**Task objective:** Copy the data below line for line, with no changes to any word, number, or symbol.

(Source records)
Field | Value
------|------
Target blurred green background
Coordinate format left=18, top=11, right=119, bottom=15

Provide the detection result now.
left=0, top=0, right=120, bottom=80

**Exercise result:**
Field | Value
------|------
Target blurred green background
Coordinate format left=18, top=11, right=119, bottom=15

Provide the detection result now.
left=0, top=0, right=120, bottom=80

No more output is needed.